* **Krótkie zadanie**
Przekształć wszystkie wiersze poniższych danych w listę numerowaną, pomijając puste wiersze.

Dane źródłowe
•••••

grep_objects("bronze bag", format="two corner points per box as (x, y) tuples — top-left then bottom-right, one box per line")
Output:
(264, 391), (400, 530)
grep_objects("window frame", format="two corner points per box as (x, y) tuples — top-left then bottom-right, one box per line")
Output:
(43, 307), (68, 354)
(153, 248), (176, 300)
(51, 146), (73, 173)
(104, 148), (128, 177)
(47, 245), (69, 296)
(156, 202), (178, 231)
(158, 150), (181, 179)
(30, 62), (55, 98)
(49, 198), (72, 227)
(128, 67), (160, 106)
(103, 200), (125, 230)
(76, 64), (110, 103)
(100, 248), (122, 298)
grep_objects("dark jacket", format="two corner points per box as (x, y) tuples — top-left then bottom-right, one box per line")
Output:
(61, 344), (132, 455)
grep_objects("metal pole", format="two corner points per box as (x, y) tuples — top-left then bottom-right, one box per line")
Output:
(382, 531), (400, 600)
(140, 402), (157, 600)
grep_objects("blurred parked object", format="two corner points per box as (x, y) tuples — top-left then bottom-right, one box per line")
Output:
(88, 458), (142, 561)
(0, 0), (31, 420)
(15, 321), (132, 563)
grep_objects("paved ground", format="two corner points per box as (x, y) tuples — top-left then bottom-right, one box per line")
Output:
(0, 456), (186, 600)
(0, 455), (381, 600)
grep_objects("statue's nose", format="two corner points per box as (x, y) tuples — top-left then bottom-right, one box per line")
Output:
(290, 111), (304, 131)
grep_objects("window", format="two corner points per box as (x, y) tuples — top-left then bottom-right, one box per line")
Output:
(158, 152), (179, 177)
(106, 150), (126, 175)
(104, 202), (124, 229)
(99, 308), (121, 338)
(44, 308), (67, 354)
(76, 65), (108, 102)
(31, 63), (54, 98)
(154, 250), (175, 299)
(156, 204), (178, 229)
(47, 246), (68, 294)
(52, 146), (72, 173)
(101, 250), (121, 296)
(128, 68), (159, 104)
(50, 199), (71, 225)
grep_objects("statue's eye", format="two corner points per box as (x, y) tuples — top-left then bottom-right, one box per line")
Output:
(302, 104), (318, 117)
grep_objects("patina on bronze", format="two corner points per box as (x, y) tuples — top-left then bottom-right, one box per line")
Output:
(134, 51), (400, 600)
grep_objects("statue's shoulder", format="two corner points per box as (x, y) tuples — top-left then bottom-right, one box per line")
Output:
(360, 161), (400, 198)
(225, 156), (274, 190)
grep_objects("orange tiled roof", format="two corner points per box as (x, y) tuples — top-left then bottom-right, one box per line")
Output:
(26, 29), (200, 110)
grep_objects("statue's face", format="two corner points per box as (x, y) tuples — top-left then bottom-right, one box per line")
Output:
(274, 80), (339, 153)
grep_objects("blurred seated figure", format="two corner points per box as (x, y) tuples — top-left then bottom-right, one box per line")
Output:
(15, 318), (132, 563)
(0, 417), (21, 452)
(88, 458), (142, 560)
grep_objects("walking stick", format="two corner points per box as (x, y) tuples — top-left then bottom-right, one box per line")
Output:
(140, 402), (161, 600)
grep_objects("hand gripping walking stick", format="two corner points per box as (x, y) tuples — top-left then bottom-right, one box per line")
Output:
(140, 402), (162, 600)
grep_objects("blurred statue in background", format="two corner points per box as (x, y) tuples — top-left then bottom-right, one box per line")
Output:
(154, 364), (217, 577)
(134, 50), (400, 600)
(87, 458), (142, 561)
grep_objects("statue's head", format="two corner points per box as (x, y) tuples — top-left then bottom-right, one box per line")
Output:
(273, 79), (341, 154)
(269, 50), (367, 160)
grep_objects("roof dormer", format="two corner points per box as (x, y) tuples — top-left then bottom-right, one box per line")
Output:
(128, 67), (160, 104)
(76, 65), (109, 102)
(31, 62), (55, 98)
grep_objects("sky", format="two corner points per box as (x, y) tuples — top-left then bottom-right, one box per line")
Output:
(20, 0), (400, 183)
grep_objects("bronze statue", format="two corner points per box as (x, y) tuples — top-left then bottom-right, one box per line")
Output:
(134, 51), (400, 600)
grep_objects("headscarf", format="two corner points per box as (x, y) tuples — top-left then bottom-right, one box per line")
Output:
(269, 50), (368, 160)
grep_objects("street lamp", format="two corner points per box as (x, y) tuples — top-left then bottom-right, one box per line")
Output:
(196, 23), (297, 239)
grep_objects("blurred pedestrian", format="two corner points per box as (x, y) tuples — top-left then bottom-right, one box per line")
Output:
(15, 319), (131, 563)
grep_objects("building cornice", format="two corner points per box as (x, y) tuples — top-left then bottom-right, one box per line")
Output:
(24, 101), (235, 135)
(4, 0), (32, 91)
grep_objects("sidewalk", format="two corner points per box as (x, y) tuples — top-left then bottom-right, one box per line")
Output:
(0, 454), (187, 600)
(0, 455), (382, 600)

•••••

* **Rozwiązanie**
1. grep_objects("bronze bag", format="two corner points per box as (x, y) tuples — top-left then bottom-right, one box per line")
2. Output:
3. (264, 391), (400, 530)
4. grep_objects("window frame", format="two corner points per box as (x, y) tuples — top-left then bottom-right, one box per line")
5. Output:
6. (43, 307), (68, 354)
7. (153, 248), (176, 300)
8. (51, 146), (73, 173)
9. (104, 148), (128, 177)
10. (47, 245), (69, 296)
11. (156, 202), (178, 231)
12. (158, 150), (181, 179)
13. (30, 62), (55, 98)
14. (49, 198), (72, 227)
15. (128, 67), (160, 106)
16. (103, 200), (125, 230)
17. (76, 64), (110, 103)
18. (100, 248), (122, 298)
19. grep_objects("dark jacket", format="two corner points per box as (x, y) tuples — top-left then bottom-right, one box per line")
20. Output:
21. (61, 344), (132, 455)
22. grep_objects("metal pole", format="two corner points per box as (x, y) tuples — top-left then bottom-right, one box per line")
23. Output:
24. (382, 531), (400, 600)
25. (140, 402), (157, 600)
26. grep_objects("blurred parked object", format="two corner points per box as (x, y) tuples — top-left then bottom-right, one box per line")
27. Output:
28. (88, 458), (142, 561)
29. (0, 0), (31, 420)
30. (15, 321), (132, 563)
31. grep_objects("paved ground", format="two corner points per box as (x, y) tuples — top-left then bottom-right, one box per line")
32. Output:
33. (0, 456), (186, 600)
34. (0, 455), (381, 600)
35. grep_objects("statue's nose", format="two corner points per box as (x, y) tuples — top-left then bottom-right, one box per line")
36. Output:
37. (290, 111), (304, 131)
38. grep_objects("window", format="two corner points per box as (x, y) tuples — top-left then bottom-right, one box per line")
39. Output:
40. (158, 152), (179, 177)
41. (106, 150), (126, 175)
42. (104, 202), (124, 229)
43. (99, 308), (121, 338)
44. (44, 308), (67, 354)
45. (76, 65), (108, 102)
46. (31, 63), (54, 98)
47. (154, 250), (175, 299)
48. (156, 204), (178, 229)
49. (47, 246), (68, 294)
50. (52, 146), (72, 173)
51. (101, 250), (121, 296)
52. (128, 68), (159, 104)
53. (50, 199), (71, 225)
54. grep_objects("statue's eye", format="two corner points per box as (x, y) tuples — top-left then bottom-right, one box per line")
55. Output:
56. (302, 104), (318, 117)
57. grep_objects("patina on bronze", format="two corner points per box as (x, y) tuples — top-left then bottom-right, one box per line")
58. Output:
59. (134, 51), (400, 600)
60. grep_objects("statue's shoulder", format="two corner points per box as (x, y) tuples — top-left then bottom-right, one box per line")
61. Output:
62. (360, 161), (400, 198)
63. (225, 156), (274, 190)
64. grep_objects("orange tiled roof", format="two corner points per box as (x, y) tuples — top-left then bottom-right, one box per line")
65. Output:
66. (26, 29), (200, 110)
67. grep_objects("statue's face", format="two corner points per box as (x, y) tuples — top-left then bottom-right, one box per line")
68. Output:
69. (274, 80), (339, 153)
70. grep_objects("blurred seated figure", format="two corner points per box as (x, y) tuples — top-left then bottom-right, one box per line")
71. Output:
72. (15, 318), (132, 563)
73. (0, 417), (21, 452)
74. (88, 458), (142, 560)
75. grep_objects("walking stick", format="two corner points per box as (x, y) tuples — top-left then bottom-right, one box per line")
76. Output:
77. (140, 402), (161, 600)
78. grep_objects("hand gripping walking stick", format="two corner points per box as (x, y) tuples — top-left then bottom-right, one box per line")
79. Output:
80. (140, 402), (162, 600)
81. grep_objects("blurred statue in background", format="two corner points per box as (x, y) tuples — top-left then bottom-right, one box per line")
82. Output:
83. (154, 364), (217, 577)
84. (134, 50), (400, 600)
85. (87, 458), (142, 561)
86. grep_objects("statue's head", format="two corner points per box as (x, y) tuples — top-left then bottom-right, one box per line")
87. Output:
88. (273, 79), (341, 154)
89. (269, 50), (367, 160)
90. grep_objects("roof dormer", format="two corner points per box as (x, y) tuples — top-left then bottom-right, one box per line")
91. Output:
92. (128, 67), (160, 104)
93. (76, 65), (109, 102)
94. (31, 62), (55, 98)
95. grep_objects("sky", format="two corner points per box as (x, y) tuples — top-left then bottom-right, one box per line")
96. Output:
97. (20, 0), (400, 183)
98. grep_objects("bronze statue", format="two corner points per box as (x, y) tuples — top-left then bottom-right, one box per line")
99. Output:
100. (134, 51), (400, 600)
101. grep_objects("headscarf", format="two corner points per box as (x, y) tuples — top-left then bottom-right, one box per line")
102. Output:
103. (269, 50), (368, 160)
104. grep_objects("street lamp", format="two corner points per box as (x, y) tuples — top-left then bottom-right, one box per line")
105. Output:
106. (196, 23), (297, 239)
107. grep_objects("blurred pedestrian", format="two corner points per box as (x, y) tuples — top-left then bottom-right, one box per line")
108. Output:
109. (15, 319), (131, 563)
110. grep_objects("building cornice", format="two corner points per box as (x, y) tuples — top-left then bottom-right, one box per line")
111. Output:
112. (24, 101), (235, 135)
113. (4, 0), (32, 91)
114. grep_objects("sidewalk", format="two corner points per box as (x, y) tuples — top-left then bottom-right, one box per line")
115. Output:
116. (0, 454), (187, 600)
117. (0, 455), (382, 600)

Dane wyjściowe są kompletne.